A Bíblia e a paralisia moral em relação ao consumo de animais (2020)

  

Terão medo e pavor de vós todo animal da terra, toda ave do céu, tudo o que se move sobre a terra e todos os peixes do mar; nas vossas mãos são entregues” (Gênesis 9:2).

Analisarei abaixo a Bíblia, mas poderia ser algum outro livro ou código de conduta de qualquer outra tradição.

O fato que chama mais a atenção no Velho Testamento bíblico em relação aos animais é a centralidade dos sacrifícios na forma de culto a Deus ali legislada. A leitura dos capítulos veterotestamentários que regulamentam e incentivam tal prática são um mar de horrores, capazes de gerar enjoo em mentes eticamente mais centradas ou mesmo em sensibilidades minimamente apuradas.

Vejamos um exemplo, no livro de Levítico, capítulo 22: 17-33: “Disse o Senhor a Moisés: "Diga o seguinte a Arão e a seus filhos e a todos os israelitas: Se algum de vocês - seja israelita, seja estrangeiro residente em Israel -, apresentar uma oferta como holocausto ao Senhor - quer para cumprir voto, quer como oferta voluntária -, apresentará um macho sem defeito do rebanho, isto é, um boi, um carneiro ou um bode, a fim de que seja aceito em seu favor. Não tragam nenhum animal defeituoso, porque não será aceito em favor de vocês. Quando alguém trouxer um animal do gado ou do rebanho de ovelhas como oferta de comunhão para o Senhor, em cumprimento de voto ou como oferta voluntária, o animal, para ser aceitável, não poderá ter defeito nem mácula. Não ofereçam ao Senhor animal cego, aleijado, mutilado, ulceroso, cheio de feridas purulentas ou com fluxo. Não coloquem nenhum desses animais sobre o altar como oferta ao Senhor, preparada no fogo. Todavia, poderão apresentar como oferta voluntária um boi ou um carneiro ou um cabrito deformados ou atrofiados, mas no caso do cumprimento de voto não serão aceitos. Não poderão oferecer ao Senhor um animal cujos testículos estejam machucados, esmagados, despedaçados ou cortados. Não façam isso em sua própria terra nem aceitem animais como esses das mãos de um estrangeiro para oferecê-los como alimento do seu Deus. Não serão aceitos em favor de vocês, pois são deformados e apresentam defeitos". Disse ainda o Senhor a Moisés: "Quando nascer um bezerro, um cordeiro ou um cabrito, ficará sete dias com sua mãe. Do oitavo dia em diante será aceito como oferta ao Senhor preparada no fogo. Não matem uma vaca ou uma ovelha ou uma cabra e sua cria no mesmo dia. "Quando vocês oferecerem um sacrifício de gratidão ao Senhor, ofereçam-no de maneira que seja aceito em favor de vocês. Será comido naquele mesmo dia; não deixem nada até a manhã seguinte. Eu sou o Senhor. "Obedeçam aos meus mandamentos e ponham-nos em prática. Eu sou o Senhor. Não profanem o meu santo nome. Eu serei reconhecido como santo pelos israelitas. Eu sou o Senhor, eu os santifico, eu os tirei do Egito para ser o Deus de vocês. Eu sou o Senhor".

Seção de dados
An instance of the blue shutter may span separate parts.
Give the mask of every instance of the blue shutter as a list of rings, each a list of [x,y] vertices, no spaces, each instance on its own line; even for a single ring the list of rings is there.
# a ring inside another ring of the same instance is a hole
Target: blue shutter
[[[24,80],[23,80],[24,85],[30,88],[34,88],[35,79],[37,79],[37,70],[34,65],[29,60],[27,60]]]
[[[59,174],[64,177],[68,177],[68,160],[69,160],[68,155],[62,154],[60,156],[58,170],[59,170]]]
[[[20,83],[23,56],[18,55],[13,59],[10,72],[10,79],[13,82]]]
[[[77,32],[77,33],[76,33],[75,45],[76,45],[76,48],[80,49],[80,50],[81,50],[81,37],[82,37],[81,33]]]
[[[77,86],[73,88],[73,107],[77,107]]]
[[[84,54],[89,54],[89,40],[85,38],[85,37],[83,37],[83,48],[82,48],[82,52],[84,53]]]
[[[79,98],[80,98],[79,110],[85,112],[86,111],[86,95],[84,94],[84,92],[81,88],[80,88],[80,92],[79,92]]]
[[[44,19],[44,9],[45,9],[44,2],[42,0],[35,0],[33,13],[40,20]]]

Instruções das tarefas
1. Reproduza o texto sobre a Bíblia e o consumo de animais, tudo de "O fato que chama" até "sensibilidades minimamente apuradas.", sem mudar nada.
2. Reescreva por completo todas as linhas de dados, incluindo os pedidos, e multiplique por 0,95 cada coordenada das respostas, arredondando para o inteiro mais próximo, com as metades para cima. Nos pedidos, nenhum número muda.

Respostas esperadas
1.
O fato que chama mais a atenção no Velho Testamento bíblico em relação aos animais é a centralidade dos sacrifícios na forma de culto a Deus ali legislada. A leitura dos capítulos veterotestamentários que regulamentam e incentivam tal prática são um mar de horrores, capazes de gerar enjoo em mentes eticamente mais centradas ou mesmo em sensibilidades minimamente apuradas.

2.
An instance of the blue shutter may span separate parts.
Give the mask of every instance of the blue shutter as a list of rings, each a list of [x,y] vertices, no spaces, each instance on its own line; even for a single ring the list of rings is there.
# a ring inside another ring of the same instance is a hole
Target: blue shutter
[[[23,76],[22,76],[23,81],[29,84],[32,84],[33,75],[35,75],[35,67],[32,62],[28,57],[26,57]]]
[[[56,165],[61,168],[65,168],[65,152],[66,152],[65,147],[59,146],[57,148],[55,162],[56,162]]]
[[[19,79],[22,53],[17,52],[12,56],[10,68],[10,75],[12,78]]]
[[[73,30],[73,31],[72,31],[71,43],[72,43],[72,46],[76,47],[76,48],[77,48],[77,35],[78,35],[77,31]]]
[[[73,82],[69,84],[69,102],[73,102]]]
[[[80,51],[85,51],[85,38],[81,36],[81,35],[79,35],[79,46],[78,46],[78,49],[80,50]]]
[[[75,93],[76,93],[75,105],[81,106],[82,105],[82,90],[80,89],[80,87],[77,84],[76,84],[76,87],[75,87]]]
[[[42,18],[42,9],[43,9],[42,2],[40,0],[33,0],[31,12],[38,19]]]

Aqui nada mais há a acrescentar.